**Stated task 1**
Extract the passage on the TMB offset macros in full, word for word.

**Passage to read**
start

Those shifted-subscript macros are fairly simple, but there is more complexity in the creation macros such as VECTOR1
and DATA_ARRAYO
, which allow efficient declaration of offset variables (either coming in from R, or declared from new in your TMB code). Those declaration macros have to create the alias macros, but also have to set up some helper variables in TMB (mostly passed in automatically from R) to store the index-offsets and relevant information about character indexing.
There is also a modified REPORT()
macro that invisibly reports some extra helper variables, and a modified version of $report
in the result of MakeADFun
. The latter can stitch together the raw TMB::report
output to make nice R-side variables with the correct offsets, names, and/or dimnames.

end

**Material to process**
start

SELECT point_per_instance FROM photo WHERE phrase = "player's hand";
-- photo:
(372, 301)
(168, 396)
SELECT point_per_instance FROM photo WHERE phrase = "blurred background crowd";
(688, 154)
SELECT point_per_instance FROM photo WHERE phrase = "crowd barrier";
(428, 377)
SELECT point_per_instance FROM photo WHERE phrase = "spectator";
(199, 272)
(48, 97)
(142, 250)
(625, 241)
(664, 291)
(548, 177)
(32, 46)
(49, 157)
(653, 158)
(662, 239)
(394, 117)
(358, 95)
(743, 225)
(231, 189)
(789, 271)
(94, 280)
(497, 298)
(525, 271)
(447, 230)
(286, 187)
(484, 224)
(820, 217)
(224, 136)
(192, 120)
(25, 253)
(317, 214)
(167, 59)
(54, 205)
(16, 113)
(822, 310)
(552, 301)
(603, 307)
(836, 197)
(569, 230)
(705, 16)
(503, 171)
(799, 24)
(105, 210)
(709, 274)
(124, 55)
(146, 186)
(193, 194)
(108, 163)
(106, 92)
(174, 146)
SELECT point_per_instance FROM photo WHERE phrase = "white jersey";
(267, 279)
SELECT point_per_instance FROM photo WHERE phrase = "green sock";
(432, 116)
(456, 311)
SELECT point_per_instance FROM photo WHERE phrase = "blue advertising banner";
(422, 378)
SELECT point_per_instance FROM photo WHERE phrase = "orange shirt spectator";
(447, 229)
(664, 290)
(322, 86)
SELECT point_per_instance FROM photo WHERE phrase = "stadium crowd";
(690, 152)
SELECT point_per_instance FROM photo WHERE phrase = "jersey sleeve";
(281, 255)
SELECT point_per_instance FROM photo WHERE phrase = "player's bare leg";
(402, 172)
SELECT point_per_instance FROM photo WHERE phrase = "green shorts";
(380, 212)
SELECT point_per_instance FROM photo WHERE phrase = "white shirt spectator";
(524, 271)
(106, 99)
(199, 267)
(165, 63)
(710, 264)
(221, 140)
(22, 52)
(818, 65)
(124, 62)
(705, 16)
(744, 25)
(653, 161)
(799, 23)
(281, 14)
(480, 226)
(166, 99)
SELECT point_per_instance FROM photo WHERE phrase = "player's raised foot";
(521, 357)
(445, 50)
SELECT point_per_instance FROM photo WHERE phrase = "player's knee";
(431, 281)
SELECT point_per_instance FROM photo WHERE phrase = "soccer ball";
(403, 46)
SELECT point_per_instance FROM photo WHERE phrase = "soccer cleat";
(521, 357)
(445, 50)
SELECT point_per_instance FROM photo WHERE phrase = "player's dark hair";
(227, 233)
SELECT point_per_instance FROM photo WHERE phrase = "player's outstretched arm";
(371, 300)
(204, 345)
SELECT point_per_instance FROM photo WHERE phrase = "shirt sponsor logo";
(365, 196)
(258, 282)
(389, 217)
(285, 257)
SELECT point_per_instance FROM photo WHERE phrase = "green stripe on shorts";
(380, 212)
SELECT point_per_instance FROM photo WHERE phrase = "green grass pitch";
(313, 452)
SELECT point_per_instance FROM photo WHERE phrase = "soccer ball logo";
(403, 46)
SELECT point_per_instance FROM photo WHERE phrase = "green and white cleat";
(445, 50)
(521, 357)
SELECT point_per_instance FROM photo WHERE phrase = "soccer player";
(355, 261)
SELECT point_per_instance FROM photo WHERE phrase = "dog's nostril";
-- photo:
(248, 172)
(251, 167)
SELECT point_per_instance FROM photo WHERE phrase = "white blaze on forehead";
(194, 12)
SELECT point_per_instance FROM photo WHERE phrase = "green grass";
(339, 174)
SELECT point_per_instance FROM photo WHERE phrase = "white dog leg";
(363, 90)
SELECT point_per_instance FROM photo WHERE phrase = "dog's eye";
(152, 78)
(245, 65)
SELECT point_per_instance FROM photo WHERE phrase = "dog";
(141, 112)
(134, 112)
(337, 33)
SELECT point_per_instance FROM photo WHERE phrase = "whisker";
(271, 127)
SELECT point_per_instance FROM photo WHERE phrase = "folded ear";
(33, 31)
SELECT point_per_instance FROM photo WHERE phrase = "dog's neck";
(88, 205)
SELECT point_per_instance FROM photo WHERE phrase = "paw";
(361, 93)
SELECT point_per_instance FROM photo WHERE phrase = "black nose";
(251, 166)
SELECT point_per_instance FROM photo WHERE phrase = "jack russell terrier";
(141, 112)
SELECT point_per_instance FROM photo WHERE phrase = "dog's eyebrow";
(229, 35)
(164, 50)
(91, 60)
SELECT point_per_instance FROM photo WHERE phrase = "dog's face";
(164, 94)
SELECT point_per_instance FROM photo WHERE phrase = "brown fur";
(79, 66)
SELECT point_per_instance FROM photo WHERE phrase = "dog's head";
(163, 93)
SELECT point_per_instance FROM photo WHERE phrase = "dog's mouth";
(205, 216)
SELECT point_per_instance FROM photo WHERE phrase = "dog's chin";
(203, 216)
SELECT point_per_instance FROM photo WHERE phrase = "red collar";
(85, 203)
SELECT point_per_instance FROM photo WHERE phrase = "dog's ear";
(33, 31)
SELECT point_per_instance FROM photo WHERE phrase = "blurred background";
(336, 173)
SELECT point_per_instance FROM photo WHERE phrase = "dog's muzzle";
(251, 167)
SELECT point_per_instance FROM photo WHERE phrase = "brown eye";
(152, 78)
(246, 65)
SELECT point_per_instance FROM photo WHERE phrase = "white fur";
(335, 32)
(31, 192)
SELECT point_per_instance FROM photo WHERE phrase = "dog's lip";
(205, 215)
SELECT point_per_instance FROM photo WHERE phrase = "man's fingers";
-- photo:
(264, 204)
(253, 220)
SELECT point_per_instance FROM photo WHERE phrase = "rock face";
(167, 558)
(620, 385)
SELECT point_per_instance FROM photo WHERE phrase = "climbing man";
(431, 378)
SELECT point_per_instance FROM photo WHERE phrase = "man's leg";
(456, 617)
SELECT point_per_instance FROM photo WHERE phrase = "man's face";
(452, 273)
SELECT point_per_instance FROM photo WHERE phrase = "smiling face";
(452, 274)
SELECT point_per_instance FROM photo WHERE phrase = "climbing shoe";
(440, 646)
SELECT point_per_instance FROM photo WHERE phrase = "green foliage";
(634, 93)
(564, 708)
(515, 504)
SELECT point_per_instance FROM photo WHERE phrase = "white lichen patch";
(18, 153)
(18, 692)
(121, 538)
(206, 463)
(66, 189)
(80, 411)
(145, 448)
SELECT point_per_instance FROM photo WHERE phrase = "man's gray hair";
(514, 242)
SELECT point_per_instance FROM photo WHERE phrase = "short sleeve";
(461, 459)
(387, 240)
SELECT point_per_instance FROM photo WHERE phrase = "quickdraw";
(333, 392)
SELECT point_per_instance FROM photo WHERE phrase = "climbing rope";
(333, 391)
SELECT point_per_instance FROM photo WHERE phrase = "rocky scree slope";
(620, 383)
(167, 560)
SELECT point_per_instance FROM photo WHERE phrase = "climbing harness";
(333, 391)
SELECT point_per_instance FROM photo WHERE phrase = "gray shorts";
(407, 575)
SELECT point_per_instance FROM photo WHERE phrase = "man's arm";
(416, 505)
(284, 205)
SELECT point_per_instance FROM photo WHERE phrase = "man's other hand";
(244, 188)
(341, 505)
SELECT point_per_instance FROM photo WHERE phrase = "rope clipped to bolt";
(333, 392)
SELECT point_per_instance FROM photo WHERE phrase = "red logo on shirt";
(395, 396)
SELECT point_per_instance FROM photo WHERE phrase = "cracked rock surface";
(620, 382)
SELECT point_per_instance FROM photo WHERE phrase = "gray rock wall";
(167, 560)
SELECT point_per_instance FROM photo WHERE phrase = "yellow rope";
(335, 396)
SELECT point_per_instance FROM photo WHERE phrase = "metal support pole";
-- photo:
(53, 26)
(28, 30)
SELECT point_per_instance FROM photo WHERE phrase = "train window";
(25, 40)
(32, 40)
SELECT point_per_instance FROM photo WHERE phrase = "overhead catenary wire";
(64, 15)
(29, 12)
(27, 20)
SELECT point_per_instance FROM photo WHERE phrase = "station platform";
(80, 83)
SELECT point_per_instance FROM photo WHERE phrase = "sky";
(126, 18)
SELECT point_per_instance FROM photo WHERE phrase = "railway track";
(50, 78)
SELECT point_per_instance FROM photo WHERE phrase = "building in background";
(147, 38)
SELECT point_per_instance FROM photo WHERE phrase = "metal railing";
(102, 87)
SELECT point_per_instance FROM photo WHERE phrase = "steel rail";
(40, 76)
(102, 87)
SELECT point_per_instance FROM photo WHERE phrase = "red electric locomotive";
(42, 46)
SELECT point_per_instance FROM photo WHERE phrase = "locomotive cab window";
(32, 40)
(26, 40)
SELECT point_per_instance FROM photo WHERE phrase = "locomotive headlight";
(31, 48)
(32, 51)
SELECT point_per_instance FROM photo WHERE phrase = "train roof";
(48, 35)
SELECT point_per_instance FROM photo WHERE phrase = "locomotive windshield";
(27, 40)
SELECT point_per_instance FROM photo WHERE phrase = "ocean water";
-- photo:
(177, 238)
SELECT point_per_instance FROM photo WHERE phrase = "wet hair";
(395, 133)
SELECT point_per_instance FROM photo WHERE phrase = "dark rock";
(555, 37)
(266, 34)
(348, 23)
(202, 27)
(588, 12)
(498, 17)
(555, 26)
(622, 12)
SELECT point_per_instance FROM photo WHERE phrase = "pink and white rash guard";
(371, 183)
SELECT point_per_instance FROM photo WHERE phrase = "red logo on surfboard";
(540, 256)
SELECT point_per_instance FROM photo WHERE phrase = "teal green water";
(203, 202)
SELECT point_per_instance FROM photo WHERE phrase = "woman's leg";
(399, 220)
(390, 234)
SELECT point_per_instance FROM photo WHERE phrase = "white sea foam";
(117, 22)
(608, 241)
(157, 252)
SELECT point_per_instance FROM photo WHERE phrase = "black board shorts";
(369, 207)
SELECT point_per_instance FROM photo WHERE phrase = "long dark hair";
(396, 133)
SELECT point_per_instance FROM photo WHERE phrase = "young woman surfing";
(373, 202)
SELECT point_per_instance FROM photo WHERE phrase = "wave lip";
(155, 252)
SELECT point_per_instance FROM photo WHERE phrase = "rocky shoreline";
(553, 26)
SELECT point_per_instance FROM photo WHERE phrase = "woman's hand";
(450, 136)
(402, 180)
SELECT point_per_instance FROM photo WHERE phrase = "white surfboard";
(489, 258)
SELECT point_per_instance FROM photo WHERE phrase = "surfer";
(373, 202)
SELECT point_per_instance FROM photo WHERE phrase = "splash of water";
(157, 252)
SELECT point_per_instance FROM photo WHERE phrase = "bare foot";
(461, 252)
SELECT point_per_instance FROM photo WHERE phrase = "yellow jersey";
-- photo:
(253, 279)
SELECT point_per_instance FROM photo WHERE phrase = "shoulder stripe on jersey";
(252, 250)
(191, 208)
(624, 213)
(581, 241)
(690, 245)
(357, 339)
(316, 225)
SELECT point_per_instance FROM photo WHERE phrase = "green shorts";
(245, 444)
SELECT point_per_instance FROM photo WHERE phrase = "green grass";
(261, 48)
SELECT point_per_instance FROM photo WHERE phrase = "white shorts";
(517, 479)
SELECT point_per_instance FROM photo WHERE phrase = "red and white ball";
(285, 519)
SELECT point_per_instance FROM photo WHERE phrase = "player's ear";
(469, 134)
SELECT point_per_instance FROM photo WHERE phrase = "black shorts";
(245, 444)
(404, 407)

end

**Stated task 2**
Filter the rows above and keep every line that contains the string "surfboard". Matching is case-sensitive.

**Answer 1**
Those shifted-subscript macros are fairly simple, but there is more complexity in the creation macros such as VECTOR1
and DATA_ARRAYO
, which allow efficient declaration of offset variables (either coming in from R, or declared from new in your TMB code). Those declaration macros have to create the alias macros, but also have to set up some helper variables in TMB (mostly passed in automatically from R) to store the index-offsets and relevant information about character indexing.
There is also a modified REPORT()
macro that invisibly reports some extra helper variables, and a modified version of $report
in the result of MakeADFun
. The latter can stitch together the raw TMB::report
output to make nice R-side variables with the correct offsets, names, and/or dimnames.

**Answer 2**
SELECT point_per_instance FROM photo WHERE phrase = "red logo on surfboard";
SELECT point_per_instance FROM photo WHERE phrase = "white surfboard";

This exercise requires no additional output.